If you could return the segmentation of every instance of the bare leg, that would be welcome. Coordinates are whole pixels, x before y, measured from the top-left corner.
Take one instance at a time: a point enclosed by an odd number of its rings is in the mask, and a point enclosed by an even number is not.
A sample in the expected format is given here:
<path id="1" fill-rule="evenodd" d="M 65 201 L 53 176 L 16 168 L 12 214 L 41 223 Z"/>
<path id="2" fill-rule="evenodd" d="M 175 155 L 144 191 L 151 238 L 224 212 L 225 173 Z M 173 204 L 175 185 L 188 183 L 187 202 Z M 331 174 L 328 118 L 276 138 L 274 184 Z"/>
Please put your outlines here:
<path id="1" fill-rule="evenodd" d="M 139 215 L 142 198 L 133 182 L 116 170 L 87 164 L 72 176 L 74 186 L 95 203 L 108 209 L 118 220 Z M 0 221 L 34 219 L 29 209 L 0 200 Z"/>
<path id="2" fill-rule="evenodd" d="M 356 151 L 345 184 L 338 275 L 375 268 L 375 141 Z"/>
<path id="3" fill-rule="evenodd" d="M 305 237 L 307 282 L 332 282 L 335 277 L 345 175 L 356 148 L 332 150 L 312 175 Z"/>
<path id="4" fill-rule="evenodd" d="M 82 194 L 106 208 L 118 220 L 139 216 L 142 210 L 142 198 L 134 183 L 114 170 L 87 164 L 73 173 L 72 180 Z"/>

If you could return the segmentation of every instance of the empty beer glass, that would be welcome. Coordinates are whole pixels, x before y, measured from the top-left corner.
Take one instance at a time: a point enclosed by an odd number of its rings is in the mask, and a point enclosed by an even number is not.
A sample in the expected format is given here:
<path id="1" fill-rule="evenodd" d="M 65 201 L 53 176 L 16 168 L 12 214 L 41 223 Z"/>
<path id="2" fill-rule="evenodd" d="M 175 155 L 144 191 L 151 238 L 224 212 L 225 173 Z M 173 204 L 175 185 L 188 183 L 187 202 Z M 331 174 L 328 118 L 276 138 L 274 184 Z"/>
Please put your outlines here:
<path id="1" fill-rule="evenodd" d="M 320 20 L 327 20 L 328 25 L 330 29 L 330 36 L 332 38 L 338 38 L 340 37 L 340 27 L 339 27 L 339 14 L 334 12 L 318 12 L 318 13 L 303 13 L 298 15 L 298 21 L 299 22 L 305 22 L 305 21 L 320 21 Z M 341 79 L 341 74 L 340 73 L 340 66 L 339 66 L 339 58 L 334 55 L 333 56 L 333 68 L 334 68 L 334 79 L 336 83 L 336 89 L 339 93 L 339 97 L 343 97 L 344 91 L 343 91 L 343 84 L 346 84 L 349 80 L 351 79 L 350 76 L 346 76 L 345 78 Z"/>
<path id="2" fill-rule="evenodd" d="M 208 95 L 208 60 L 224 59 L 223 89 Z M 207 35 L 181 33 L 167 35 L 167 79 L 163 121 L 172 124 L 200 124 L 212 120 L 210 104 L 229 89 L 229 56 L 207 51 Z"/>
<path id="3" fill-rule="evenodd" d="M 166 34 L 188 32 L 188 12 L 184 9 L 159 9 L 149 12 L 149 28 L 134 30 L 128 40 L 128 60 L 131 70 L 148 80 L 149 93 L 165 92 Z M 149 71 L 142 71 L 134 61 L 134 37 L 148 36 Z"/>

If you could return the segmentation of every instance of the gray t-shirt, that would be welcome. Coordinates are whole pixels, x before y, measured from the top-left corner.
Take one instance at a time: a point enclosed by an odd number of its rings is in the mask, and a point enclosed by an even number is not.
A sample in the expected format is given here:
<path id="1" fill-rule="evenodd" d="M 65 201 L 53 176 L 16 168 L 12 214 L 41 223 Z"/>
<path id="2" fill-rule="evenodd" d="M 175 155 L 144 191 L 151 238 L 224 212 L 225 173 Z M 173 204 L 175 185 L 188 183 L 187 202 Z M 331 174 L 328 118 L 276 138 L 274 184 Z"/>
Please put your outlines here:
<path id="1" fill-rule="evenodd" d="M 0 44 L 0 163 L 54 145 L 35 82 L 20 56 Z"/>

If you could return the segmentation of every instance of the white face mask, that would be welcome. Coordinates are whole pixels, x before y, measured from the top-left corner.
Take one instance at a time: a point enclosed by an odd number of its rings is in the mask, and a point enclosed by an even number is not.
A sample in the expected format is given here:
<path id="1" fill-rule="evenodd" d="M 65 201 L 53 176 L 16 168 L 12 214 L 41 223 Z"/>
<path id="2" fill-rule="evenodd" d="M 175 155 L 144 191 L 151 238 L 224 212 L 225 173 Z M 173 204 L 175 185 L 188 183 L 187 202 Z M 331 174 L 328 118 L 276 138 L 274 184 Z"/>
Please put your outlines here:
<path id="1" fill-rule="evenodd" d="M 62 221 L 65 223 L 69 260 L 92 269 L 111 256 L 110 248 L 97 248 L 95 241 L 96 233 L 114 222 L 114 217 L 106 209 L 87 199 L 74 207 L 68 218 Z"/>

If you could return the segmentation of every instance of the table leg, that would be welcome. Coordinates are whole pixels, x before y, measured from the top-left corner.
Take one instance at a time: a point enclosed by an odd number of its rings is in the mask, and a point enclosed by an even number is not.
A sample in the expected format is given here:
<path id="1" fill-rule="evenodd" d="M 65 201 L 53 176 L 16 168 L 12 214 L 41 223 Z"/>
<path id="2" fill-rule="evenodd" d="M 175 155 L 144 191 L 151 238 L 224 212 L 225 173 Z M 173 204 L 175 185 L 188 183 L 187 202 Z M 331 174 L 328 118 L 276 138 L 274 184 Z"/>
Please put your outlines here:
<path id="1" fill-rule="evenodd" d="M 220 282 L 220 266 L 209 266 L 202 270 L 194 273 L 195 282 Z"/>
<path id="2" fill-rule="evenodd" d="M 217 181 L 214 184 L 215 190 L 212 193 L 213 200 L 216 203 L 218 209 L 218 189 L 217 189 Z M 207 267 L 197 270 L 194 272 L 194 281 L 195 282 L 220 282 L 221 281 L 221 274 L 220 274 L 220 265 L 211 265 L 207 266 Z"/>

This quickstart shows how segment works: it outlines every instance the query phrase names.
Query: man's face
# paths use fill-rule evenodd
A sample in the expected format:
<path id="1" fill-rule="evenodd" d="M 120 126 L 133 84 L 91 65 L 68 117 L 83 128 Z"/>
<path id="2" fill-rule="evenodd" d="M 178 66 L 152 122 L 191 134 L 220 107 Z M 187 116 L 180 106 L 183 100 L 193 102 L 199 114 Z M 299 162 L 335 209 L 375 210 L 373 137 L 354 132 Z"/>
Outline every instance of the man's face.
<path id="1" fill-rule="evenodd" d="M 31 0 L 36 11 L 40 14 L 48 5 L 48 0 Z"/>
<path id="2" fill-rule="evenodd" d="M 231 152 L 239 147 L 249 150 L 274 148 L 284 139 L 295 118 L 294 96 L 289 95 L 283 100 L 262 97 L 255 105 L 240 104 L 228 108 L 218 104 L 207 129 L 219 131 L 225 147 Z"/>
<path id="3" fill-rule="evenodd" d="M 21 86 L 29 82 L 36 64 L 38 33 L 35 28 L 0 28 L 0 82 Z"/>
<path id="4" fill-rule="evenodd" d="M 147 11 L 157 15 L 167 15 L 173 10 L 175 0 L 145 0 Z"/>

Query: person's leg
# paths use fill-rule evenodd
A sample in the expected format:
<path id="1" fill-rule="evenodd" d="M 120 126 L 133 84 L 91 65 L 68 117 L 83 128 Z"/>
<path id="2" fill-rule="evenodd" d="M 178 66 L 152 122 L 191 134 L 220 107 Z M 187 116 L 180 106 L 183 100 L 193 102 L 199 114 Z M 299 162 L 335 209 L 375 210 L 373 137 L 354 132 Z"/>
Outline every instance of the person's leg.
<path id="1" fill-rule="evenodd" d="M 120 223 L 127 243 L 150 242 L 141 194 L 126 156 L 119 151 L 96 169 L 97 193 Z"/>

> TASK DESCRIPTION: Arrange the data, starting at the line that contains "of the empty" and ending at the line that contains "208 95 L 208", as a numbered list with any blank lines left out.

> SOLUTION TO THIS PROBLEM:
1. If you could return the segmentation of every instance of the empty beer glass, that would be welcome. Coordinates are whole pixels, x before y, measured from the top-left corner.
2. Take one instance at a time: a point enclosed by an odd number of its rings is in the mask, and a point enclosed by an even number is not.
3. A sample in the expected format is given here:
4. <path id="1" fill-rule="evenodd" d="M 65 201 L 53 176 L 16 168 L 12 214 L 41 223 Z"/>
5. <path id="2" fill-rule="evenodd" d="M 175 155 L 144 191 L 151 238 L 224 212 L 225 173 Z M 173 204 L 175 185 L 188 183 L 187 202 Z M 331 174 L 328 118 L 276 138 L 274 184 Z"/>
6. Please put your outlines here:
7. <path id="1" fill-rule="evenodd" d="M 320 20 L 327 20 L 328 25 L 330 29 L 330 36 L 332 38 L 338 38 L 340 37 L 340 27 L 339 27 L 339 14 L 334 12 L 318 12 L 318 13 L 303 13 L 298 15 L 298 21 L 299 22 L 305 22 L 305 21 L 320 21 Z M 341 79 L 341 74 L 340 73 L 340 66 L 339 66 L 339 58 L 334 55 L 333 56 L 333 68 L 334 68 L 334 79 L 336 83 L 336 89 L 339 93 L 339 97 L 343 97 L 344 91 L 343 91 L 343 84 L 346 84 L 349 80 L 351 79 L 350 76 L 346 76 L 345 78 Z"/>
8. <path id="2" fill-rule="evenodd" d="M 208 95 L 208 60 L 224 59 L 223 89 Z M 207 35 L 181 33 L 167 35 L 167 79 L 163 121 L 172 124 L 200 124 L 212 120 L 210 104 L 229 89 L 229 56 L 207 51 Z"/>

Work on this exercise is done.